Participants: P.Roebber (UWM), P.Chu, V.Velissariou, Y.Guo (OSU), L.Meadows (UM), J.Budd (MTU), R.Murthy, R.Yerubandi (CCIW), D.Schwab, D.Beletsky, J.Saylor, P.Liu, N.Hawley, J.As-Salek, T.Ali, M.McCracken, G.Lang (GLERL). Chair: D.Schwab. Reported by D.Beletsky.
Contact for this report: Dima Beletsky, email@example.com
Paul Roebber reported on results of meteorological modeling of 7-13 March 1998 event. The model was calibrated with wind data at NDBC buoy 45002. He also discussed modifications to MM5 including adjustment of Charnock constant and lowering of bottom sigma level to better simulate overlake physics. Plans include assimilation of radar data in order to better model mesoscale atmospheric vortex on March 11. Additional plans are to examine meteorological conditions prior to previous resuspension events in order to establish a resuspension event climatology.

DATASET SECTION:

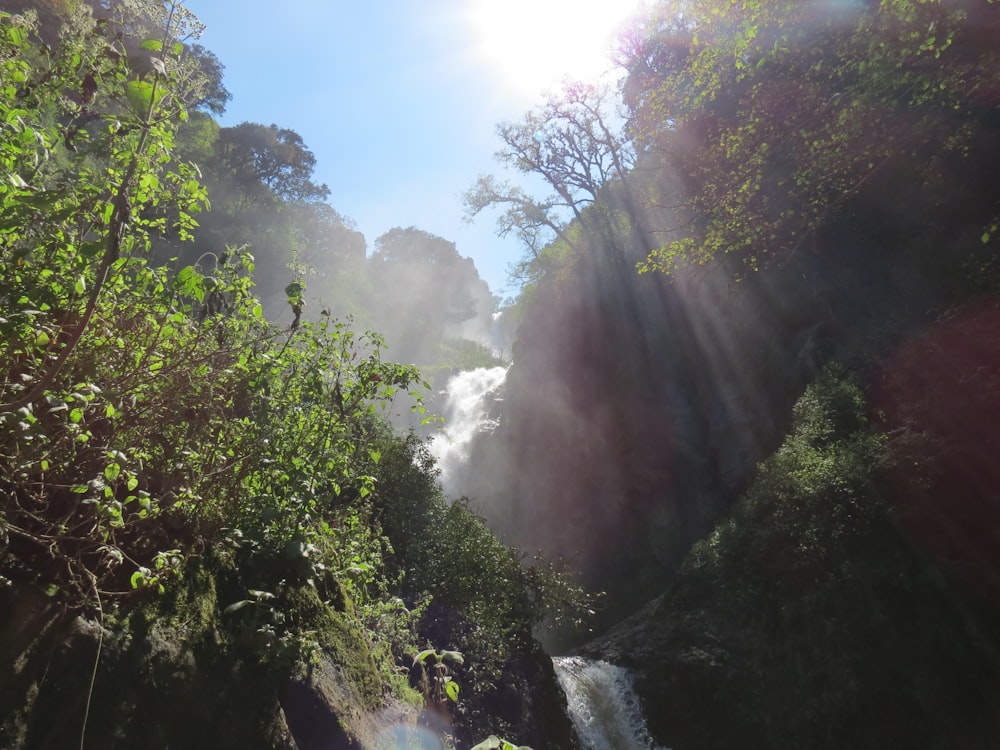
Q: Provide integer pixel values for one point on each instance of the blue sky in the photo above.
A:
(397, 99)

JOB A:
List every institutional abbreviation that appears in parentheses in the participant list of the meeting report.
JOB B:
Go on with the meeting report, starting right after its final sentence.

EXERCISE RESPONSE A:
UWM, OSU, UM, MTU, CCIW, GLERL

EXERCISE RESPONSE B:
Dave Schwab presented results of modeling of idealized mesoscale atmospheric vortex, which can generate strong cyclonic vortex in southern Lake Michigan. Another ongoing project at GLERL is a study of wave data off Chicago for climatological analysis of resuspension events. New aerial photography and ship cruise data obtained during the April 2000 resuspension event were presented. Future plans include development of a simplified (2D) sediment dynamics model and utilization of satellite imagery for model validation.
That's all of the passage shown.